▸ Goal of the exercise: Render each of the items below as a JSON list of strings, with one string per line and blank lines omitted.

### Available data ###

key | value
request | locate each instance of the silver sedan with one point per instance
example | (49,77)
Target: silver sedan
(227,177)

###

▸ Full answer:
[
  "key | value",
  "request | locate each instance of the silver sedan with one point per instance",
  "example | (49,77)",
  "Target: silver sedan",
  "(227,177)"
]